Give every line of the listing below as a numbered list, skipping blank lines and leaving the pictures out.

>> BEGIN Material

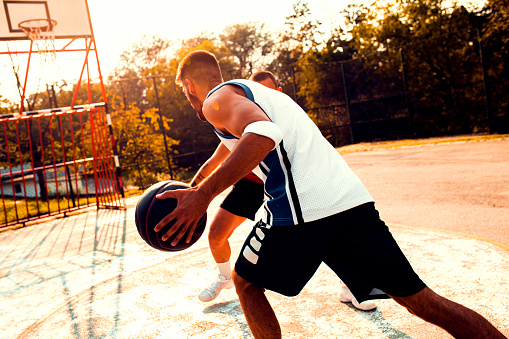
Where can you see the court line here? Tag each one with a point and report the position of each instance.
(505, 247)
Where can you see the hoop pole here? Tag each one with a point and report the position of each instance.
(81, 76)
(118, 170)
(105, 100)
(89, 90)
(26, 78)
(44, 165)
(29, 129)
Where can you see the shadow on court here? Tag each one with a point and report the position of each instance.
(91, 276)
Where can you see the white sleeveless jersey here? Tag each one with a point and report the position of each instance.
(305, 178)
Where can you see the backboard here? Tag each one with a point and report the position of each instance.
(72, 17)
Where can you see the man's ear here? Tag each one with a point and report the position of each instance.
(190, 86)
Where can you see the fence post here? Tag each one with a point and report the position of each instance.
(484, 81)
(293, 84)
(347, 102)
(162, 127)
(405, 88)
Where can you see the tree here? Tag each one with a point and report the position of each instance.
(249, 43)
(437, 55)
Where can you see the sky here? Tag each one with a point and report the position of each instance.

>> END Material

* **Answer for the task**
1. Where can you see the court line here? Tag each one with a point and report the position of each instance.
2. (505, 247)
3. Where can you see the hoop pole here? Tag each one with a point and report the position of each instance.
4. (81, 76)
5. (118, 170)
6. (105, 100)
7. (89, 90)
8. (26, 78)
9. (44, 165)
10. (29, 129)
11. Where can you see the shadow on court here? Tag each one with a point and report the position of each instance.
12. (91, 276)
13. Where can you see the white sleeveless jersey here? Tag each one with a point and report the position of each instance.
14. (305, 178)
15. Where can you see the backboard here? Tag each one with a point and report the position of each instance.
16. (72, 17)
17. Where can you see the man's ear here? Tag each one with a point and report the position of each instance.
18. (190, 86)
19. Where can you see the fence post here? Tag each one with a point and report the position of each instance.
20. (484, 81)
21. (293, 84)
22. (347, 102)
23. (162, 127)
24. (405, 88)
25. Where can you see the tree here? Tag each one with a point and report the position of each instance.
26. (249, 43)
27. (437, 55)
28. Where can you see the sky here? Tag each one with a point and report the position of each instance.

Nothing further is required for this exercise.